--- begin ---
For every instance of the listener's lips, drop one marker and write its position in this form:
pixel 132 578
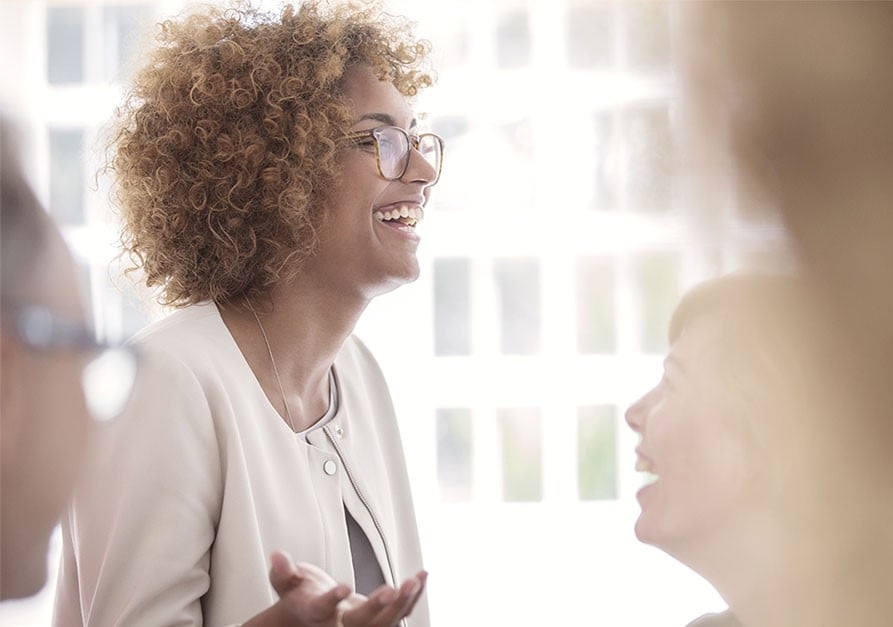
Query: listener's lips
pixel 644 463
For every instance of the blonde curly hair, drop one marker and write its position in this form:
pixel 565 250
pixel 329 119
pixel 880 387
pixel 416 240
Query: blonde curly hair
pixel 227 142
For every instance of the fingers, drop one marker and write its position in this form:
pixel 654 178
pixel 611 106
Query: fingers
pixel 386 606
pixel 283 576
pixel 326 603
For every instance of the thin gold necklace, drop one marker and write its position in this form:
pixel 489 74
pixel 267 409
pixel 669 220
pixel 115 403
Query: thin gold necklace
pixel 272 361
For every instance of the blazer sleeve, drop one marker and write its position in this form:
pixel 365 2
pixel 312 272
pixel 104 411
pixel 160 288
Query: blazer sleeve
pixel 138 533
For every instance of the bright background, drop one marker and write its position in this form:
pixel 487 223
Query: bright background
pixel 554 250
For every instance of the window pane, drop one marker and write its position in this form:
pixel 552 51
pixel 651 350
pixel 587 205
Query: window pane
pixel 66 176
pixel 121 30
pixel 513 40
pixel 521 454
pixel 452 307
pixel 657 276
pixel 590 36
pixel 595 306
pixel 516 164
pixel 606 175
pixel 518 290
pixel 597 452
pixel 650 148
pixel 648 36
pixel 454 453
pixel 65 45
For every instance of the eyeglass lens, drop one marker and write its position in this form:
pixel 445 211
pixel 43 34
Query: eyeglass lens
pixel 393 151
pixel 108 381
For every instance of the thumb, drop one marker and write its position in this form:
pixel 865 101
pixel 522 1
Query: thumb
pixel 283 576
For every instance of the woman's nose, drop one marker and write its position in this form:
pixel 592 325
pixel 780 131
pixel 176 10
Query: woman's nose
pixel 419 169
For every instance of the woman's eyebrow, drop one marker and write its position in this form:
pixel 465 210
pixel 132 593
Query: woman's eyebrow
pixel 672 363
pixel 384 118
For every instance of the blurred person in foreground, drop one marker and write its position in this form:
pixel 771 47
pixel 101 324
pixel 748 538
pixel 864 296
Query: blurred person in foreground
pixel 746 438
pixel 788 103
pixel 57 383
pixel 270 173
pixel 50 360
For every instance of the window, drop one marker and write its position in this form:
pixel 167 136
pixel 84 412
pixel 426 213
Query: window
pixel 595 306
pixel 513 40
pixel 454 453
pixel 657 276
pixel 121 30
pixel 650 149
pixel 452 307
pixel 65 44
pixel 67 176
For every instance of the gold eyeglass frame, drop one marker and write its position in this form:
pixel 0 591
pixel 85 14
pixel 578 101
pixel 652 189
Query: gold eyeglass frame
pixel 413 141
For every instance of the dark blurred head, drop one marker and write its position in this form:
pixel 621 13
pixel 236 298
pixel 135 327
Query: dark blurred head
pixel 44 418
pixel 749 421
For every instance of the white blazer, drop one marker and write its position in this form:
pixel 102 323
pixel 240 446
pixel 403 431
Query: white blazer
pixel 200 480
--- end ---
--- begin ---
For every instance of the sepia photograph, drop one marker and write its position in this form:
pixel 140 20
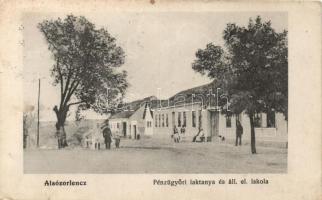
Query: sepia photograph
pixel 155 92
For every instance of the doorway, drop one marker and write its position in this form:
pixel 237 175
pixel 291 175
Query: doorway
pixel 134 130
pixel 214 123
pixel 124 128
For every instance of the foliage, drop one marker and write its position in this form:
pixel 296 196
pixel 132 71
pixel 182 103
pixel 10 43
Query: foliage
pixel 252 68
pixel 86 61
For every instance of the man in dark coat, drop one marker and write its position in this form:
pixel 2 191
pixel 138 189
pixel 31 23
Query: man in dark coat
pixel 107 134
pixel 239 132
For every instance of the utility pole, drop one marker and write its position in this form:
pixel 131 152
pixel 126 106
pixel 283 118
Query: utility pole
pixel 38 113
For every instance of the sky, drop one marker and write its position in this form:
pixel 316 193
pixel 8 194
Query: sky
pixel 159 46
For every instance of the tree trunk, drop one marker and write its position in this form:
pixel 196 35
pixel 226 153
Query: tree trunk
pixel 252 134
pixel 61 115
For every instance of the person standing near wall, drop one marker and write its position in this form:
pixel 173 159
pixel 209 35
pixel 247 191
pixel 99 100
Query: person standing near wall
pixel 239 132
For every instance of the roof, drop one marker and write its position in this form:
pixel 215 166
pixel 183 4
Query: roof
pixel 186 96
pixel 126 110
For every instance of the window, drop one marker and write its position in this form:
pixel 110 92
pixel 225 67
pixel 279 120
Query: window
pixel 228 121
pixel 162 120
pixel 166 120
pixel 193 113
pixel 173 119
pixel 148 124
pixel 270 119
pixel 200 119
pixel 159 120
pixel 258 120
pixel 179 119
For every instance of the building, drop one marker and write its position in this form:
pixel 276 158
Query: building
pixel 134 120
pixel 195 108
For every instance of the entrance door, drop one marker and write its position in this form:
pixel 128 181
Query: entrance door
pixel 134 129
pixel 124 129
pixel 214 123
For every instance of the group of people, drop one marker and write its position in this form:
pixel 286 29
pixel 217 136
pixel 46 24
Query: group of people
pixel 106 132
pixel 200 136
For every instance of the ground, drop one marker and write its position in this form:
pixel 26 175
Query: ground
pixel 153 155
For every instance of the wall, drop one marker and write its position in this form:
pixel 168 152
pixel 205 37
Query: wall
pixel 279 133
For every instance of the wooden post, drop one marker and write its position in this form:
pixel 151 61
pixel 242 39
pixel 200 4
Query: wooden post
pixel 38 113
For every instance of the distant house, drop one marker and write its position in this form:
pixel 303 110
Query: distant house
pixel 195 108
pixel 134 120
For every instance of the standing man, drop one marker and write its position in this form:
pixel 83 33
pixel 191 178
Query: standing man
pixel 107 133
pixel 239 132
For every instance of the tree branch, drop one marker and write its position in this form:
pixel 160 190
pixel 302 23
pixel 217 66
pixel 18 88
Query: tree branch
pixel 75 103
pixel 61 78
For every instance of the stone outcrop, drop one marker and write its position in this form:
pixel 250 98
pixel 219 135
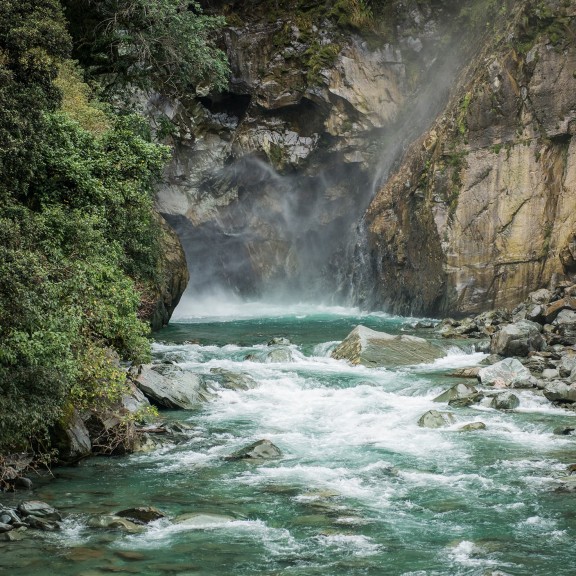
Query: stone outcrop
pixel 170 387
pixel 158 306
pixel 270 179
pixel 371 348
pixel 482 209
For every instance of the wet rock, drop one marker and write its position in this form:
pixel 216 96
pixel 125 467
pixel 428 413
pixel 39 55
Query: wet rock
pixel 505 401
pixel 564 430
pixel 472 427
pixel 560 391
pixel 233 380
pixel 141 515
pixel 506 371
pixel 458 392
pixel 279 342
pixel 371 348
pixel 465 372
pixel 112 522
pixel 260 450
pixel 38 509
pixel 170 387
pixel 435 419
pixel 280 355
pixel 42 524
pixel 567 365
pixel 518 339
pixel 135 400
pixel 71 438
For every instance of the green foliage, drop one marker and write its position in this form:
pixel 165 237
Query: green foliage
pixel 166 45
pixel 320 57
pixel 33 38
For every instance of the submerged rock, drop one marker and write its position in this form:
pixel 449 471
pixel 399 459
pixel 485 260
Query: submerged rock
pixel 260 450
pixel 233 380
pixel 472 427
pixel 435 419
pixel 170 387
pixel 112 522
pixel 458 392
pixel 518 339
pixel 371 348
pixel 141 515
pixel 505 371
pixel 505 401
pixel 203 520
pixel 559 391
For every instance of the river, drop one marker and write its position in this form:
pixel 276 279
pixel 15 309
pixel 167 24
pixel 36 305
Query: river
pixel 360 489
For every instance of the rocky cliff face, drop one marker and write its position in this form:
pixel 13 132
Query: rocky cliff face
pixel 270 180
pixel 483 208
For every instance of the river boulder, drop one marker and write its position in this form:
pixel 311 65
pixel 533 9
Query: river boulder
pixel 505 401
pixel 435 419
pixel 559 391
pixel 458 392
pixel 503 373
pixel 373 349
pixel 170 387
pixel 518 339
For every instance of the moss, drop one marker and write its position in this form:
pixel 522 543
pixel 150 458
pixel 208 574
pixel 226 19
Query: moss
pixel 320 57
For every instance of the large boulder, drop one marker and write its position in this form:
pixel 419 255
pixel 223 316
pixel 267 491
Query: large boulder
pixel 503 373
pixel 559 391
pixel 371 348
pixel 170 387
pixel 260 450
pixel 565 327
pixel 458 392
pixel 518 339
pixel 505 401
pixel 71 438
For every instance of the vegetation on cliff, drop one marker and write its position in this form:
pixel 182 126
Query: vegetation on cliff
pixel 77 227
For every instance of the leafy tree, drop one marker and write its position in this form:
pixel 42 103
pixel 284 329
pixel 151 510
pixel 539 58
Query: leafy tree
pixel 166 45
--- end ---
--- begin ---
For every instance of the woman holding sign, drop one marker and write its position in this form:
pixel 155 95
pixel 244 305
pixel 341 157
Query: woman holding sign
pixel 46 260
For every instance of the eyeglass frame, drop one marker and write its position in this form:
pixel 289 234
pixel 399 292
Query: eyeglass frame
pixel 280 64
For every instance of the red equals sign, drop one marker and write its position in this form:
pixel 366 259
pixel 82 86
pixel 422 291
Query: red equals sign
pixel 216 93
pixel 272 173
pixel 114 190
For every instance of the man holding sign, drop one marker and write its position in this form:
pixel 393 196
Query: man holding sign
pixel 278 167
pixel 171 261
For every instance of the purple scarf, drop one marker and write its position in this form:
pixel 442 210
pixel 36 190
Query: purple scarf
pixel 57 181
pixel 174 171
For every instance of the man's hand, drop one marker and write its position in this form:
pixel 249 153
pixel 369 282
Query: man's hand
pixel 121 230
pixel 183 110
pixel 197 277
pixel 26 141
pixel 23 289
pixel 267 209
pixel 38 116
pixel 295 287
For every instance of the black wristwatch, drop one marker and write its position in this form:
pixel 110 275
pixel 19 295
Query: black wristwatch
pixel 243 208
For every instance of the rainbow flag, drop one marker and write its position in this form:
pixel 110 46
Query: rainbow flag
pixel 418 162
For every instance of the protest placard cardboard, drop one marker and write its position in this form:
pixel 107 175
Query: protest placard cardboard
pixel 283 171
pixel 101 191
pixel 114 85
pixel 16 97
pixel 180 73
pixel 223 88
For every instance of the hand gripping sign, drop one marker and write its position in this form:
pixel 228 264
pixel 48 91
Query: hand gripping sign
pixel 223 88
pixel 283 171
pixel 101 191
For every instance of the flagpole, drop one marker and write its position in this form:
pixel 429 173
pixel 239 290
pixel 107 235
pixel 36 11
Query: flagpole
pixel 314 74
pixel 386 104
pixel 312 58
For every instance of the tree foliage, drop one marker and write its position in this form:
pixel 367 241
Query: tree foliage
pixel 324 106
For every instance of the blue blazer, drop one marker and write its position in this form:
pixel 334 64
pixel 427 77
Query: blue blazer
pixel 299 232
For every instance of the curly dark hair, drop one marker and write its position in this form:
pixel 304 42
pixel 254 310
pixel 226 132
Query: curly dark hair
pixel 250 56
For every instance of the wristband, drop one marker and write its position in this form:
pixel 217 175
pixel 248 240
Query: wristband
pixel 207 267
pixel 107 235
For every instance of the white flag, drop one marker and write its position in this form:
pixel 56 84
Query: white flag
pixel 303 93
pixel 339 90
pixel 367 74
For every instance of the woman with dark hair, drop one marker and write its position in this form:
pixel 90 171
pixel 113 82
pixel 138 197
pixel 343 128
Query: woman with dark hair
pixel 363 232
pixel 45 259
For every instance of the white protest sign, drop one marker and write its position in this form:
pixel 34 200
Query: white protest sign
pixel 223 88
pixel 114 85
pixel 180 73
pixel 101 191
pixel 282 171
--- end ---
Exercise aim
Rewrite the listing from the line containing "For every instance of the woman's eyebrow, drop" down to the line containing "pixel 384 118" as a Markdown table with columns Row and Line, numbering each line and leaving out any blank lines.

Response
| Row | Line |
|---|---|
| 1 | For every instance of the woman's eyebrow, drop one marker and write its position in this form: |
| 2 | pixel 465 210 |
| 3 | pixel 132 593 |
| 4 | Query: woman's eyebrow |
| 5 | pixel 672 363 |
| 6 | pixel 384 118 |